[Saved entries]
■ ■ ■ ■
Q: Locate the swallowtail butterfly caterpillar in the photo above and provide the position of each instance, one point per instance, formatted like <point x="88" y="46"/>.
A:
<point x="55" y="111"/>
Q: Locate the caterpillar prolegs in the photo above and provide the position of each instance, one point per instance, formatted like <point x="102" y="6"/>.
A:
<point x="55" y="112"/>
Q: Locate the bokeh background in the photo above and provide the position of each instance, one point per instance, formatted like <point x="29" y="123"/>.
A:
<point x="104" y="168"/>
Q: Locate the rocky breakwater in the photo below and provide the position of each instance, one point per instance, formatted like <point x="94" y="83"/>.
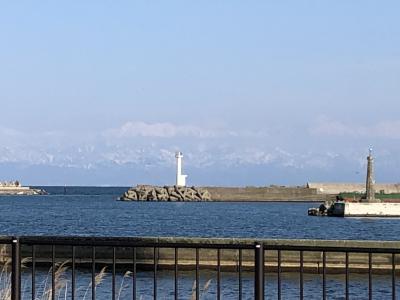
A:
<point x="166" y="193"/>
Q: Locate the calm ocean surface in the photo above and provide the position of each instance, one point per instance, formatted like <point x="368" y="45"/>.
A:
<point x="95" y="211"/>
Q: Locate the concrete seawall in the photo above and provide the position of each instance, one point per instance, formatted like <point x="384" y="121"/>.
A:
<point x="266" y="194"/>
<point x="290" y="260"/>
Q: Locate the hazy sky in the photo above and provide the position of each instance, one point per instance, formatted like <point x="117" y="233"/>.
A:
<point x="253" y="92"/>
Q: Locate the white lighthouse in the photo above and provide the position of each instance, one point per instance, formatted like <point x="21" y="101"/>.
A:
<point x="180" y="178"/>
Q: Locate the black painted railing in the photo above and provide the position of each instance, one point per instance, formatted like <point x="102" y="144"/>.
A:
<point x="256" y="261"/>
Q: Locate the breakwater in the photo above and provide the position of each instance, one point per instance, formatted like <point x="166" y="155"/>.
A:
<point x="166" y="193"/>
<point x="224" y="194"/>
<point x="270" y="193"/>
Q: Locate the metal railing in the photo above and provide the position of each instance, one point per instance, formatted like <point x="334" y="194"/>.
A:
<point x="256" y="262"/>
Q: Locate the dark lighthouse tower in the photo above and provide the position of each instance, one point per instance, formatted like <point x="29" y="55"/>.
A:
<point x="370" y="186"/>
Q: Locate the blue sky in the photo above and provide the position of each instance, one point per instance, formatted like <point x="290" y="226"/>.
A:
<point x="253" y="93"/>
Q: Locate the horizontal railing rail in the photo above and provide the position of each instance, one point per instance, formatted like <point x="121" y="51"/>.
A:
<point x="258" y="256"/>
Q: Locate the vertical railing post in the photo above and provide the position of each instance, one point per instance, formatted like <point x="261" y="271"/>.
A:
<point x="16" y="270"/>
<point x="259" y="272"/>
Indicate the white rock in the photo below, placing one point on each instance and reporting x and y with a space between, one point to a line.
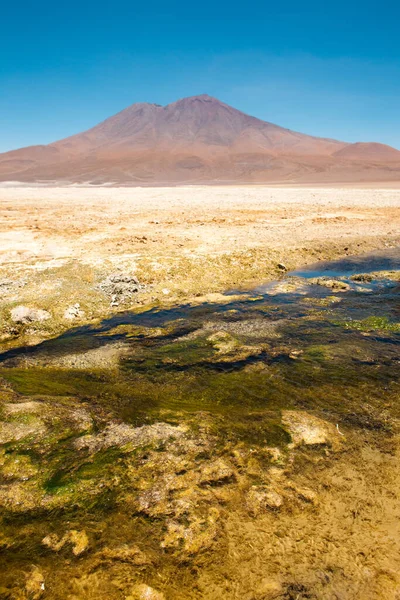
24 314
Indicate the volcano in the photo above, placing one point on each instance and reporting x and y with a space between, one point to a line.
197 140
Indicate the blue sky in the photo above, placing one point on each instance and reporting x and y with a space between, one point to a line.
325 68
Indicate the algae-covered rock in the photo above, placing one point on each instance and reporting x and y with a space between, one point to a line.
216 472
223 342
188 539
309 430
124 553
121 434
78 540
24 315
261 498
335 285
35 584
16 430
144 592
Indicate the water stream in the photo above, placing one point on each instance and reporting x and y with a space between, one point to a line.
204 382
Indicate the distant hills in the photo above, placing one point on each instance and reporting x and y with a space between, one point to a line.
197 140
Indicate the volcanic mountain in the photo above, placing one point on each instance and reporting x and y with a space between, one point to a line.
196 140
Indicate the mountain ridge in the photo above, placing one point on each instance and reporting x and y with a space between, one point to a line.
198 139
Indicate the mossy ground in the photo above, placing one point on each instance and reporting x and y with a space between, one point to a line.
176 499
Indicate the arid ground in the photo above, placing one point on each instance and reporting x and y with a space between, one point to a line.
165 440
58 244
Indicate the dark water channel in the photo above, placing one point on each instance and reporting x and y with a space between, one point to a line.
223 370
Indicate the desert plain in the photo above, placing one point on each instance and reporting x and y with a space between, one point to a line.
182 243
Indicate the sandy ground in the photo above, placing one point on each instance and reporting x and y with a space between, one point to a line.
57 244
187 244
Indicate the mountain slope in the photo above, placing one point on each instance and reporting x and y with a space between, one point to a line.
196 139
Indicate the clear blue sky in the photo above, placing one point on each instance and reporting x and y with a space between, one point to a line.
328 68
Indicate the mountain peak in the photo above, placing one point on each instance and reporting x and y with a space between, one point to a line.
198 138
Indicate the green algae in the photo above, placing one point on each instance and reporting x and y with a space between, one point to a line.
372 323
231 410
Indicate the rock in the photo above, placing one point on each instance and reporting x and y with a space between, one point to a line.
191 539
260 498
120 287
333 284
18 430
305 494
34 586
121 434
217 472
77 539
24 314
144 592
74 312
309 430
268 589
223 342
125 553
363 277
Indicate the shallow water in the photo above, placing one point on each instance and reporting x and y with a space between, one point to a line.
223 371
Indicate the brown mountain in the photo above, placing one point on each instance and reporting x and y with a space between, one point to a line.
196 140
■ ■ ■ ■
[To do] Repeat each line above exactly. The pictures stay out.

[Reply to the exercise]
Q: Locate the swallowtail butterfly caterpillar in the photo above and provide the position of each instance, one point per instance, formatted like <point x="88" y="46"/>.
A:
<point x="55" y="111"/>
Q: Locate the caterpillar prolegs in the photo above and provide the position of each instance, one point per instance, formatted like <point x="102" y="6"/>.
A:
<point x="55" y="112"/>
Q: Locate the bokeh background in the photo above and provide the position of each instance, one point per instance, formatted like <point x="29" y="123"/>.
A:
<point x="104" y="168"/>
Q: Locate the rocky breakwater in the photo below and provide the position of each instance, one point per instance, formatted like <point x="94" y="83"/>.
A:
<point x="166" y="193"/>
Q: Locate the calm ocean surface in the photo above and provide the position of each instance, one point per instance, formatted like <point x="368" y="45"/>.
A:
<point x="95" y="211"/>
Q: Locate the concrete seawall in the photo above and provide the position of each instance, one point per instance, formatted like <point x="384" y="121"/>.
A:
<point x="266" y="194"/>
<point x="290" y="260"/>
Q: Locate the hazy sky in the photo above and provide the position of each instance, one point per instance, formatted like <point x="117" y="233"/>.
A:
<point x="253" y="92"/>
Q: Locate the white lighthouse in the photo above and provide the position of each instance, one point per instance, formatted like <point x="21" y="101"/>.
A:
<point x="180" y="178"/>
Q: Locate the black painted railing in the photo above and provide the position of each instance, one point per instance, formatted like <point x="102" y="144"/>.
A:
<point x="256" y="261"/>
Q: Locate the breakwater in the photo above and provide the position of each instance, one point per instance, formatted like <point x="166" y="155"/>.
A:
<point x="166" y="193"/>
<point x="224" y="194"/>
<point x="270" y="193"/>
Q: Locate the metal railing in the photo above and provide the position of each instance, one point per instance, formatted like <point x="334" y="194"/>.
A:
<point x="256" y="262"/>
Q: Locate the dark lighthouse tower in the photo above and provide the position of each instance, one point per instance, formatted like <point x="29" y="55"/>.
A:
<point x="370" y="186"/>
Q: Locate the blue sky in the photo above and provide the position of each instance, one point per instance, formatted like <point x="290" y="226"/>.
A:
<point x="253" y="93"/>
Q: Locate the horizontal railing rail in the photo above and provide the position of each instance, one point per instance, formatted like <point x="121" y="51"/>.
A:
<point x="258" y="256"/>
Q: Locate the vertical railing post in the photo above and provide the position of each instance, one point per instance, formatted like <point x="261" y="271"/>.
A:
<point x="16" y="270"/>
<point x="259" y="272"/>
Indicate the white rock in the photo below, placing one point on each instance and reporting x and y with a space between, one point to a line.
24 314
Indicate the volcano in the photo above, placing one point on each instance and reporting x and y with a space between, one point to a line.
197 140
Indicate the blue sky in the photo above, placing one point on each instance and reporting x and y with a space between, one point to a line.
325 68
Indicate the algae-covered rock in the photo above, placing one point on each instance and reporting x and y with a space between, one point to a line.
216 472
223 342
188 539
309 430
124 553
121 434
78 540
24 315
261 498
335 285
35 584
16 430
144 592
Indicate the water stream in the photo above, placing one point on each instance and reporting x and y with a space between, one point to a line.
204 382
Indicate the distant hills in the photo above, placing one point on each instance and reporting x and y with a space between, one point to a line.
197 140
Indicate the volcanic mountain in the photo above, placing one point on each instance and reporting x and y with a space between, one point to a line.
196 140
Indicate the mountain ridge in the photo above, placing one point on each instance and reporting x and y with a space between, one point to a line.
198 139
Indicate the mossy ground in the photo above, placing one point on each instance and reporting x and y with a space between, one point to a line.
176 499
Indicate the arid ground in the photo above, placing one point on each instance and reporting x and y with a space between, one point to a line.
165 440
58 244
Indicate the dark water channel in the photo above, placing one point on each instance and reporting x and y with a space between, one point to a line.
223 370
Indicate the desert plain in the photo above, placing one point on each instance and reporting x and y with a space between, one point to a line.
182 243
Indicate the sandy ground in the photo above, placing one point on each instance and reporting x and y with a space between, one point to a line.
57 244
187 244
Indicate the mountain slope in the photo above, placing one point on each instance and reporting x and y with a space between, one point to a line.
196 139
Indicate the clear blue sky in the photo above, placing one point on each instance and reporting x and y with a space between, one point to a line.
328 68
Indicate the mountain peak in the photo above, placing one point on each instance and reporting x and y with a space between, one point to a line.
198 138
Indicate the green algae in the photo above, placing one point on each instance and reporting x and y with a space between, one point to a line.
372 323
231 410
Indicate the rock in the photo above, placing one point on each instance and reporting x and y with a space between, one point to a line.
191 539
260 498
120 287
333 284
18 430
305 494
34 586
121 434
217 472
77 539
24 314
144 592
74 312
309 430
268 589
223 342
125 553
363 277
Indicate the shallow water in the photo above, placing one point on each instance and reporting x and y with a space between, one point to a line.
223 371
Indicate the brown mountain in the photo above, placing one point on each instance and reporting x and y with a space between, one point to a line.
196 140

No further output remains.